WORK ITEM: Note each line in the data below that holds "support", and copy it.

%%

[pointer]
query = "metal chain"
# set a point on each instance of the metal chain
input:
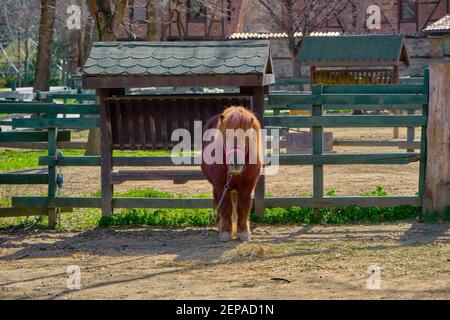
(219, 205)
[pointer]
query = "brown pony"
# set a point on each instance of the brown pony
(239, 170)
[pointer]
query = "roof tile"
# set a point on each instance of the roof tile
(170, 58)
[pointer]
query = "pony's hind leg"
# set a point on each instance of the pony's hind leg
(225, 223)
(245, 204)
(234, 213)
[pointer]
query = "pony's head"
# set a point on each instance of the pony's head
(240, 131)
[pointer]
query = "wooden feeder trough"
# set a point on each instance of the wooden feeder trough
(347, 60)
(147, 122)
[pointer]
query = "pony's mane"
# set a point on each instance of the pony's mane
(237, 117)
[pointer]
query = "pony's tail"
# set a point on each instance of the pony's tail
(234, 213)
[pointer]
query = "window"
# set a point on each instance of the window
(196, 11)
(138, 12)
(408, 10)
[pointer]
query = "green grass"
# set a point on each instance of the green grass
(11, 160)
(200, 218)
(182, 218)
(14, 160)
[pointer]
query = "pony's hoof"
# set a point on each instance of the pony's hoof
(225, 237)
(244, 236)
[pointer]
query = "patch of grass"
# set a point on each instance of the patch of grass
(181, 218)
(178, 218)
(273, 216)
(13, 160)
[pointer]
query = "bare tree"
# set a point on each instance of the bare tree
(301, 16)
(43, 66)
(19, 24)
(108, 16)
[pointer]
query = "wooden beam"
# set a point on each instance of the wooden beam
(437, 190)
(63, 123)
(143, 203)
(178, 176)
(40, 136)
(258, 109)
(344, 202)
(344, 121)
(29, 178)
(106, 153)
(173, 81)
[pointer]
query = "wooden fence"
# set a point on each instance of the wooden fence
(322, 98)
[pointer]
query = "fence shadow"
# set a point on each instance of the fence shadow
(192, 244)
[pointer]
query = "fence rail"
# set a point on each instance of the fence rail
(321, 99)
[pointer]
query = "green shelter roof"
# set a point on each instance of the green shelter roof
(354, 50)
(178, 58)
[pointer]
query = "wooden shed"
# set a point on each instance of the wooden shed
(355, 59)
(137, 122)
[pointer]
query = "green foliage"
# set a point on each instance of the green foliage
(273, 216)
(178, 218)
(11, 160)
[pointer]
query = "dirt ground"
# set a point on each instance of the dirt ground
(281, 263)
(298, 262)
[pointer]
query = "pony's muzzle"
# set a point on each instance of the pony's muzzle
(235, 161)
(236, 168)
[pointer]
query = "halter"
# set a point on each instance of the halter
(234, 150)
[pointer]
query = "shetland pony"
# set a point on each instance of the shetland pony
(241, 167)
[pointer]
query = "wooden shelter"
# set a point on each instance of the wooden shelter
(368, 59)
(147, 122)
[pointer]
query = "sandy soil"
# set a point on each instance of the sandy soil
(281, 263)
(290, 181)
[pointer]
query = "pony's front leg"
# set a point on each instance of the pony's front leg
(225, 222)
(244, 206)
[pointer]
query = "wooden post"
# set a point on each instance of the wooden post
(423, 137)
(396, 79)
(258, 109)
(52, 150)
(317, 138)
(106, 153)
(437, 188)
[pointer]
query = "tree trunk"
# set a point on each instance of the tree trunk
(107, 22)
(437, 191)
(152, 32)
(43, 64)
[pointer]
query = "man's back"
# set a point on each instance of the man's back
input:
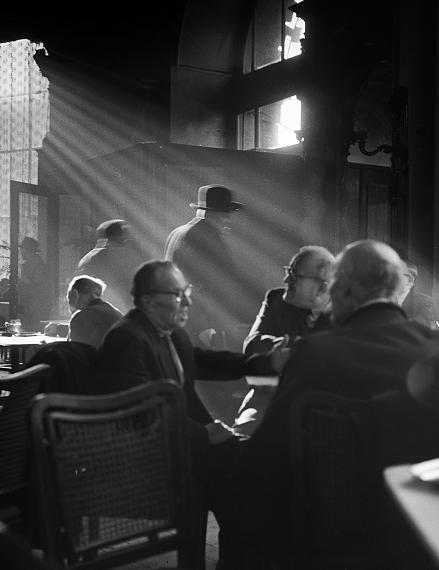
(116, 267)
(90, 324)
(368, 355)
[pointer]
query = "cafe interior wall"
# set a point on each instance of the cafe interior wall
(342, 49)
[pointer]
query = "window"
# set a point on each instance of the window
(274, 35)
(271, 126)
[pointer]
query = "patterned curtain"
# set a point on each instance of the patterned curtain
(24, 122)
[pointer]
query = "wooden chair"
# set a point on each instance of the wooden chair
(336, 482)
(16, 393)
(17, 554)
(113, 476)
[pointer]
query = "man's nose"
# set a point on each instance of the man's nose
(186, 301)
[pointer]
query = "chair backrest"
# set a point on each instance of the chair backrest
(335, 475)
(16, 393)
(73, 366)
(112, 474)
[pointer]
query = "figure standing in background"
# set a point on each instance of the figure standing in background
(4, 289)
(200, 251)
(287, 313)
(416, 305)
(91, 316)
(114, 260)
(33, 286)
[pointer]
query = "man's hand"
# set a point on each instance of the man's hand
(219, 432)
(51, 329)
(279, 353)
(207, 337)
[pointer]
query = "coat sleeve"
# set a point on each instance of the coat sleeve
(225, 365)
(261, 334)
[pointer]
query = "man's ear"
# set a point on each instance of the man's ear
(73, 297)
(147, 303)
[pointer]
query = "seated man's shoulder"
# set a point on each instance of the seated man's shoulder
(275, 295)
(423, 300)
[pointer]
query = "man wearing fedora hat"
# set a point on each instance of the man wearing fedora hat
(201, 252)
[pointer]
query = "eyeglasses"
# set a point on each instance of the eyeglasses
(179, 294)
(290, 273)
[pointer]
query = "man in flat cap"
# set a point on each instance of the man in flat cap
(201, 252)
(114, 260)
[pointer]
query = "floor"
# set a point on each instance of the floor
(170, 560)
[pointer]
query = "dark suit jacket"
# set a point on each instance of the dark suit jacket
(278, 318)
(368, 355)
(130, 355)
(420, 307)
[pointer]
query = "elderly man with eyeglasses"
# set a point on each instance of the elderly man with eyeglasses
(286, 314)
(299, 308)
(149, 343)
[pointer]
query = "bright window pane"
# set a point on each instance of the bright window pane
(278, 123)
(294, 32)
(248, 126)
(268, 48)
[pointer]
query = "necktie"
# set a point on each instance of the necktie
(175, 358)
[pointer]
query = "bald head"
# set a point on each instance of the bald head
(365, 270)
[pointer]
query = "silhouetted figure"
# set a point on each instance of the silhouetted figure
(417, 305)
(199, 249)
(91, 315)
(33, 287)
(114, 259)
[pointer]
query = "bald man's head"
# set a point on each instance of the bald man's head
(365, 270)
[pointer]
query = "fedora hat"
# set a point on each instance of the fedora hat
(218, 198)
(423, 382)
(30, 244)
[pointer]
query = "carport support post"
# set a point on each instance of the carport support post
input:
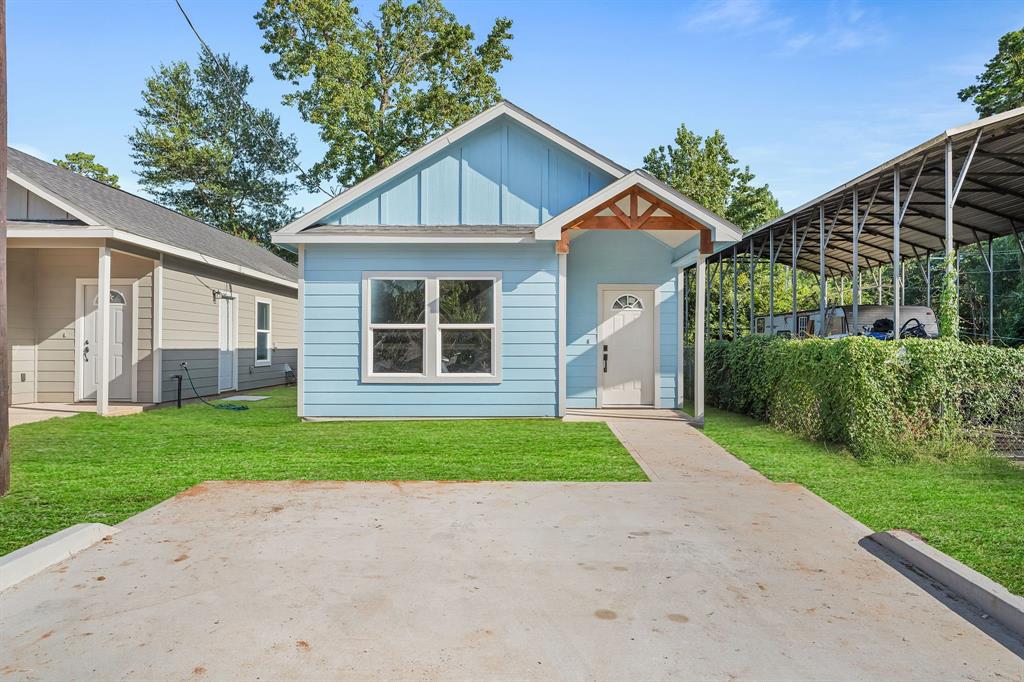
(822, 292)
(795, 251)
(698, 340)
(721, 296)
(897, 283)
(771, 283)
(753, 271)
(855, 270)
(735, 297)
(102, 347)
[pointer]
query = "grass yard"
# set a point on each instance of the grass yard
(87, 468)
(972, 510)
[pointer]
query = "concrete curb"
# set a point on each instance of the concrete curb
(979, 591)
(42, 554)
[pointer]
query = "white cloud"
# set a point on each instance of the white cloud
(841, 28)
(32, 151)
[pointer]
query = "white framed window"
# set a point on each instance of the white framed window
(431, 328)
(263, 326)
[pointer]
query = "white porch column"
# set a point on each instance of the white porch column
(102, 333)
(158, 329)
(562, 266)
(681, 341)
(698, 340)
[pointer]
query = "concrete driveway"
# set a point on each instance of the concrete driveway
(709, 571)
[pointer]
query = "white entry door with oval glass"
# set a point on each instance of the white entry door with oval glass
(627, 347)
(119, 338)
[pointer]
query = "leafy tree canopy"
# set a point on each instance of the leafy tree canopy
(85, 164)
(704, 169)
(379, 89)
(202, 148)
(1000, 86)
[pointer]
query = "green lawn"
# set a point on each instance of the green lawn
(972, 510)
(87, 468)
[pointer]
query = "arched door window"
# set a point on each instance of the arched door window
(627, 302)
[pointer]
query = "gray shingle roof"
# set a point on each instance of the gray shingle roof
(124, 211)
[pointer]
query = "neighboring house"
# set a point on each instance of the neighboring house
(178, 291)
(503, 269)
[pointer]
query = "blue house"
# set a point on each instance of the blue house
(503, 269)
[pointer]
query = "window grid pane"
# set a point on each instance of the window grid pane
(466, 301)
(397, 351)
(466, 351)
(397, 301)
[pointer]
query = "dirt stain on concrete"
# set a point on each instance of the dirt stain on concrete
(193, 492)
(45, 635)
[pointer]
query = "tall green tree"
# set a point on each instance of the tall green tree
(86, 165)
(379, 89)
(1000, 86)
(202, 148)
(704, 169)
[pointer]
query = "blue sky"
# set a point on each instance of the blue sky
(807, 93)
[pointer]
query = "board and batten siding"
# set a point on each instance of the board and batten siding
(55, 273)
(190, 328)
(502, 173)
(611, 257)
(333, 318)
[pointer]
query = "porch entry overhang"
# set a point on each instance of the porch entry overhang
(638, 201)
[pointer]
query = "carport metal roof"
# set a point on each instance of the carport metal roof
(986, 183)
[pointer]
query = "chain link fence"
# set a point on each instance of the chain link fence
(993, 417)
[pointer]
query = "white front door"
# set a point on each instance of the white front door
(227, 344)
(626, 355)
(119, 340)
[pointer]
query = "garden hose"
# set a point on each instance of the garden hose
(224, 406)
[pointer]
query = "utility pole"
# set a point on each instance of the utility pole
(4, 346)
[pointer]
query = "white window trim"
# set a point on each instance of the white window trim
(431, 331)
(257, 331)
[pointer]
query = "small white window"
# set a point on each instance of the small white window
(262, 332)
(439, 328)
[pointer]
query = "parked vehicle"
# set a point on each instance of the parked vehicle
(875, 321)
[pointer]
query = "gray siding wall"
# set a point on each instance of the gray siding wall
(190, 323)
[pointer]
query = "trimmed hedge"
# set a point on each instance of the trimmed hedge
(897, 399)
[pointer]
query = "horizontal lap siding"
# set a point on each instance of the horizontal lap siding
(190, 326)
(332, 385)
(613, 258)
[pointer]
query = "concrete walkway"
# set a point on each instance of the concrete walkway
(709, 571)
(39, 412)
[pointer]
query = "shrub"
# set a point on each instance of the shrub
(914, 397)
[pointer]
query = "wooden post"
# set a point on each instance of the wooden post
(4, 347)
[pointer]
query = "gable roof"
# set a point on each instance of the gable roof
(504, 108)
(100, 205)
(722, 229)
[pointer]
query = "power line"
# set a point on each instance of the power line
(227, 79)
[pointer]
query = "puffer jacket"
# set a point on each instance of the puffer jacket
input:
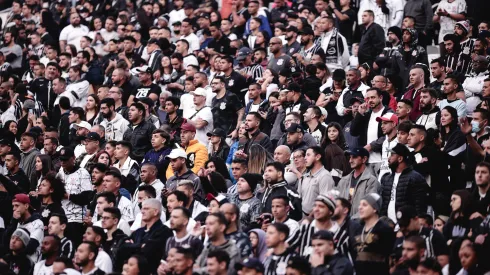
(140, 138)
(366, 184)
(412, 189)
(197, 155)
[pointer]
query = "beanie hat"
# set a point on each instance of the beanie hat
(465, 25)
(252, 180)
(397, 31)
(374, 200)
(22, 234)
(327, 200)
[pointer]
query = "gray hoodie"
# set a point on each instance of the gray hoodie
(366, 184)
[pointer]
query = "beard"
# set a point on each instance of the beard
(108, 115)
(393, 165)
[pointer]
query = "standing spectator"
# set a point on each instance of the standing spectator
(403, 186)
(372, 40)
(140, 131)
(422, 14)
(76, 181)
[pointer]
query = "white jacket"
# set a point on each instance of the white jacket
(114, 130)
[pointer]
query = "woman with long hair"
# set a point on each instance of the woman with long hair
(453, 145)
(258, 157)
(136, 265)
(43, 166)
(218, 165)
(92, 108)
(259, 247)
(458, 224)
(50, 192)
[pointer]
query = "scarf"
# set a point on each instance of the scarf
(334, 48)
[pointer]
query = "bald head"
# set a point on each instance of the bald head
(282, 154)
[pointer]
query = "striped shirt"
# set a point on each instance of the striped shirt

%%

RESULT BELOW:
query = "carport support post"
# set a point on each instance of the carport support post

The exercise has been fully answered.